YOUR TASK
Copy each line of the data below verbatim.

Collection entries:
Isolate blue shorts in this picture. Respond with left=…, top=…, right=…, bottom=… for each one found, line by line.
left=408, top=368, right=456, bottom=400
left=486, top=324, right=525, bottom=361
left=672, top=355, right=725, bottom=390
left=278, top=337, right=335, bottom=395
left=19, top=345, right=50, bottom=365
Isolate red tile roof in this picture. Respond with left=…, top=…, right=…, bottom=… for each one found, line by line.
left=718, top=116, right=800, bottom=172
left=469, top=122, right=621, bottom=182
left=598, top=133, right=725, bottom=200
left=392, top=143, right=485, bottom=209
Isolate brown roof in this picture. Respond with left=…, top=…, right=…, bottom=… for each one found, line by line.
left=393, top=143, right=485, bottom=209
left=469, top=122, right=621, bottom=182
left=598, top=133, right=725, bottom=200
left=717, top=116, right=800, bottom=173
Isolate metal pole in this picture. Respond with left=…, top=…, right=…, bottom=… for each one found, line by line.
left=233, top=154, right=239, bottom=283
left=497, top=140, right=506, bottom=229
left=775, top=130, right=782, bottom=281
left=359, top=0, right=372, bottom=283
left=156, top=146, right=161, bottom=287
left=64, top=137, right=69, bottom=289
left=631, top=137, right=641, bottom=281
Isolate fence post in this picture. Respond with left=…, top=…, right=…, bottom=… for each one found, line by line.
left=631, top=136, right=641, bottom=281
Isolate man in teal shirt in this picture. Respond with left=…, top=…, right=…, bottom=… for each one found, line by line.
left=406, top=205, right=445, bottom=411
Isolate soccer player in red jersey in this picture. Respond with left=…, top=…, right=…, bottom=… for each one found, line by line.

EXERCISE SOLUTION
Isolate blue shorts in this picture. Respond with left=…, top=…, right=…, bottom=… for each one found, line by line.
left=408, top=368, right=456, bottom=400
left=486, top=324, right=525, bottom=361
left=672, top=355, right=725, bottom=390
left=278, top=337, right=335, bottom=395
left=19, top=345, right=50, bottom=365
Isolate red tile roof in this picture. Respond with left=…, top=…, right=…, bottom=… for each one found, line by line.
left=718, top=116, right=800, bottom=172
left=469, top=122, right=621, bottom=182
left=598, top=133, right=725, bottom=200
left=392, top=143, right=485, bottom=209
Isolate brown roof in this picture. Respond with left=…, top=…, right=…, bottom=… for each one found, line by line.
left=393, top=143, right=485, bottom=209
left=469, top=122, right=621, bottom=182
left=598, top=133, right=725, bottom=200
left=717, top=116, right=800, bottom=173
Isolate metal pole in this picture. Respond with left=…, top=…, right=…, bottom=… for each one found, line by line.
left=233, top=154, right=239, bottom=283
left=497, top=140, right=506, bottom=229
left=775, top=130, right=782, bottom=281
left=359, top=0, right=372, bottom=283
left=156, top=146, right=161, bottom=287
left=64, top=137, right=69, bottom=289
left=631, top=137, right=641, bottom=281
Isolate fence post in this picture. Respond with left=…, top=…, right=…, bottom=… for each one found, line by line.
left=631, top=136, right=641, bottom=281
Isolate man in teal shirt in this picture. Respond with left=…, top=…, right=…, bottom=… for each one found, line by line.
left=406, top=205, right=445, bottom=411
Isolate soccer player in red jersey in this picture. Respond with left=…, top=…, right=…, bottom=… for each one found, line by line.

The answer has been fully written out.